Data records
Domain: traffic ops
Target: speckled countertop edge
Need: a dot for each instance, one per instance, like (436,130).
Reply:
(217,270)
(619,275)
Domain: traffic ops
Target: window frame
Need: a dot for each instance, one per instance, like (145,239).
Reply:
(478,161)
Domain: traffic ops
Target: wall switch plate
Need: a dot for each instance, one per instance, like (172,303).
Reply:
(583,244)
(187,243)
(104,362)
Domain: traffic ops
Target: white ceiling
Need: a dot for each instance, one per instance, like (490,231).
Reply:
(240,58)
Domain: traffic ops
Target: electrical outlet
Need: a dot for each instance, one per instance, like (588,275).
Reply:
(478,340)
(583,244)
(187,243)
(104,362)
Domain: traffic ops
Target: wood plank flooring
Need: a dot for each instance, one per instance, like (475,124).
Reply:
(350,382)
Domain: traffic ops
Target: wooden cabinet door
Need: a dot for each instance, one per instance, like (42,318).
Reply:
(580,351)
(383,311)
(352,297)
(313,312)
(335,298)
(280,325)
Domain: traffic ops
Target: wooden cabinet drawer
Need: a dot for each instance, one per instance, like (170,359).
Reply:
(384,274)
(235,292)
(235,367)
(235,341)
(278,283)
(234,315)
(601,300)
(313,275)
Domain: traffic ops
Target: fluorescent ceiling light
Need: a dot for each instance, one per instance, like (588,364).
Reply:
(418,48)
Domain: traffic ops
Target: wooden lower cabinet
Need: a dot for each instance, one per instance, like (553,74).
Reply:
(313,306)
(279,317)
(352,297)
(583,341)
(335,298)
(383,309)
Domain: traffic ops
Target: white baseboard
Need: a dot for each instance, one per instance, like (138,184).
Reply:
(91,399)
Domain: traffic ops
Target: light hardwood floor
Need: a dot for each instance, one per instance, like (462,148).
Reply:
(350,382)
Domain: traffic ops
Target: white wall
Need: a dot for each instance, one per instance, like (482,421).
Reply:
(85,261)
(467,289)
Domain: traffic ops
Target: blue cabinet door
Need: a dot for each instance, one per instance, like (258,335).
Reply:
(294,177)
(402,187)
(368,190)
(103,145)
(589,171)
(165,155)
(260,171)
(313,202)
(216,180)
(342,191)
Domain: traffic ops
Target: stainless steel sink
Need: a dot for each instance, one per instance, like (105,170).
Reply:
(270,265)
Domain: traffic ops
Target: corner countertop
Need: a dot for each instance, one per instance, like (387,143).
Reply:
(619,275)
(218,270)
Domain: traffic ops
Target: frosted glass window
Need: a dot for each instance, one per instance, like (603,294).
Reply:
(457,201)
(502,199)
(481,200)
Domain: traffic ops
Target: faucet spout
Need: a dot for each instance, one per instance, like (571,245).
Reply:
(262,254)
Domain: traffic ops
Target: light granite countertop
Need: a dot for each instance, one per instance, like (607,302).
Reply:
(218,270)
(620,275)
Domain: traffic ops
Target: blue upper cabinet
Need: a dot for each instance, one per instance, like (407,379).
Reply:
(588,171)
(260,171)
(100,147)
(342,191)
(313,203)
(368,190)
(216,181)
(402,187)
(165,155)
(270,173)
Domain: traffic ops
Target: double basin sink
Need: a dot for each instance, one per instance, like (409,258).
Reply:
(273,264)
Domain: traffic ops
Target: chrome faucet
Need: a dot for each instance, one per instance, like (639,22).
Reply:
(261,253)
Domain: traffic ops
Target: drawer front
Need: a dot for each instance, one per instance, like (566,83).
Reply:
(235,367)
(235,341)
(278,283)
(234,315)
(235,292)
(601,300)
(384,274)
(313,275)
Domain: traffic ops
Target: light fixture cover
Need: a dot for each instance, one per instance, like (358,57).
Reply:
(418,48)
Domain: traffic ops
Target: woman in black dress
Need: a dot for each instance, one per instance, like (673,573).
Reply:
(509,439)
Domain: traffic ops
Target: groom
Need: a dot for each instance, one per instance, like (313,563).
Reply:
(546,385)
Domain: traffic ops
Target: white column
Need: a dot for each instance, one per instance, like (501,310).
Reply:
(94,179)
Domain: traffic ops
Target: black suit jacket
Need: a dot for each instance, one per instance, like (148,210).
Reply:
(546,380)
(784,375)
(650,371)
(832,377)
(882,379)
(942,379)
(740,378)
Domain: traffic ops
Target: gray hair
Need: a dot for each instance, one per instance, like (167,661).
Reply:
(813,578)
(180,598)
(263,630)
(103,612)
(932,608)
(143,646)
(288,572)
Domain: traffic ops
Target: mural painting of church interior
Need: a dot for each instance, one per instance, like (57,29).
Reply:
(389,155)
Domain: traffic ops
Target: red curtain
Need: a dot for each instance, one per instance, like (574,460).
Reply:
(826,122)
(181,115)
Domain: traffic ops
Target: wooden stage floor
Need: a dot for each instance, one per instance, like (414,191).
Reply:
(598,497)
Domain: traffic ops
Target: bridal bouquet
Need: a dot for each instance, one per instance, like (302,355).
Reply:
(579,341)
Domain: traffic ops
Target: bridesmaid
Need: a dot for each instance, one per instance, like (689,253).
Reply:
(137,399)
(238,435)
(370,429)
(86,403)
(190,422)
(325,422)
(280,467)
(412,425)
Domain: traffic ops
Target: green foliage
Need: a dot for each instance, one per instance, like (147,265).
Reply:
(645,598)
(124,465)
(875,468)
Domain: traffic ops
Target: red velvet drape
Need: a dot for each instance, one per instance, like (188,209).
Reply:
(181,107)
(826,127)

__Work instructions__
Hand back the material above in full, exactly as written.

__Written answer__
Domain: traffic ops
Target: speckled countertop edge
Need: a dot for each instance, one per instance, like (436,130).
Reply:
(217,270)
(619,275)
Domain: traffic ops
Target: window frame
Need: a dot for each instance, one per instance, like (145,239).
Reply:
(478,161)
Domain: traffic ops
Target: wall switch plate
Need: a dot for each instance, one per instance, like (172,303).
Reply:
(583,244)
(187,243)
(104,362)
Domain: traffic ops
Target: white ceiling
Need: a dot for each instance, one per instance, like (490,231).
Reply:
(240,58)
Domain: traffic ops
Target: electrical outlet
Need: a dot for each instance, one per instance, like (588,275).
Reply:
(478,340)
(583,244)
(187,243)
(104,362)
Domain: traffic ops
Target: wood plank flooring
Need: a dot for each instance, one per instance, like (475,124).
Reply:
(350,382)
Domain: traffic ops
Target: wooden cabinet door
Need: a dot for each instance, one per instance, like (42,318).
Reply:
(580,351)
(383,311)
(352,297)
(313,312)
(335,298)
(280,325)
Domain: traffic ops
Target: wooden cabinet drawer
Need: a dot for each instance, one per instance, like (170,359).
Reply:
(384,274)
(235,292)
(235,367)
(235,341)
(278,283)
(234,315)
(601,300)
(313,275)
Domain: traffic ops
Target: fluorescent ceiling light
Need: a dot for each instance, one per instance, like (588,364).
Reply:
(418,48)
Domain: traffic ops
Target: wooden lower cabinet
Need: a dot for each instance, one per instance, like (553,74).
Reply:
(313,306)
(279,317)
(352,297)
(583,341)
(335,298)
(383,309)
Domain: traffic ops
Target: white baseboard
Need: a dot for each instance, one per instance, like (138,184).
Reply:
(91,399)
Domain: traffic ops
Target: light hardwood floor
Need: a dot for each instance, one per instance, like (462,148).
Reply:
(350,382)
Domain: traffic ops
Target: white wall
Need: a dot for each instance, one per instance, like (482,421).
Reply:
(85,261)
(467,289)
Domain: traffic ops
Target: blue cabinet door
Need: a dot for each instance, one per instance, like (258,335).
Reply:
(294,177)
(402,187)
(368,190)
(103,145)
(589,171)
(165,155)
(260,171)
(313,202)
(216,180)
(342,191)
Domain: traffic ops
Target: stainless steel sink
Need: a dot for each instance, one per instance, like (105,170).
Reply:
(270,265)
Domain: traffic ops
Target: corner countertop
Need: a dot for each instance, one per instance, like (387,143).
Reply:
(619,275)
(218,270)
Domain: traffic ops
Target: frosted glass window
Need: a dot for each instance, one per instance, like (603,294).
Reply:
(457,201)
(502,199)
(481,200)
Domain: traffic ops
Target: faucet spout
Need: a dot for each instance, one per instance, like (571,245).
Reply:
(262,254)
Domain: traffic ops
Target: light granite countertop
Need: a dot for each instance, one per instance, like (607,302).
Reply:
(218,270)
(620,275)
Domain: traffic ops
Target: blue upper cabinet
Need: a dot for each instance, one per instance, like (407,379).
Reply:
(588,171)
(260,171)
(100,147)
(342,191)
(313,203)
(368,190)
(216,181)
(402,187)
(165,155)
(270,173)
Domain: traffic ops
Target: double basin sink
Need: a dot for each instance, one per instance, like (409,258).
Reply:
(273,264)
Domain: traffic ops
Target: chrome faucet
Need: a dot for each instance, one per instance, like (639,22).
Reply:
(261,253)
Domain: traffic ops
Target: drawer front
Need: a dot for each instance, one per instance, like (566,83).
Reply:
(235,367)
(235,341)
(278,283)
(234,315)
(235,292)
(601,300)
(384,274)
(313,275)
Domain: traffic ops
Target: light fixture cover
Need: a dot for each instance, one per instance, like (358,57).
Reply:
(418,48)
Domain: traffic ops
Target: woman in black dress
Need: a dot for each instance, one per instance, like (673,573).
Reply:
(509,439)
Domain: traffic ops
Target: groom
Need: a dot for each instance, one per instance, like (313,563).
Reply:
(546,385)
Domain: traffic ops
Target: white column
Need: a dot for each instance, one per instance, like (501,310).
Reply:
(94,179)
Domain: traffic ops
Target: black suit jacket
Need: a dot for each instance, one per instance, like (148,210).
Reply:
(546,380)
(784,375)
(650,371)
(832,377)
(882,379)
(942,379)
(740,378)
Domain: traffic ops
Target: gray hair
Need: a dot for each instance, one per instance, like (167,661).
Reply:
(813,578)
(180,598)
(263,630)
(103,612)
(932,608)
(143,646)
(288,572)
Domain: traffic ops
Target: mural painting of church interior
Need: a dot for each instance, one per instance, like (57,29).
Reply:
(389,155)
Domain: traffic ops
Target: red curtain
Need: a dot for each instance, one per instance, like (574,460).
Reply:
(826,122)
(181,115)
Domain: traffic ops
Target: wooden stage floor
Need: a dot for each instance, one per instance, like (414,191).
Reply:
(598,497)
Domain: traffic ops
Target: bridal bouquet
Need: a dot for each instance, one per instance, like (302,355).
Reply:
(579,341)
Domain: traffic ops
Target: bridesmaid
Need: a dot for each instance, one per instance, like (689,253).
Reply:
(137,399)
(238,435)
(370,429)
(86,403)
(190,422)
(325,422)
(280,467)
(412,425)
Domain: traffic ops
Target: green foliage
Need: a dot for each instance, one per instance, like (147,265).
Reply:
(645,598)
(124,465)
(875,468)
Domain: traffic ops
Target: red velvet drape
Need: a dot for each instance, one per instance, like (188,209).
Reply:
(181,107)
(826,127)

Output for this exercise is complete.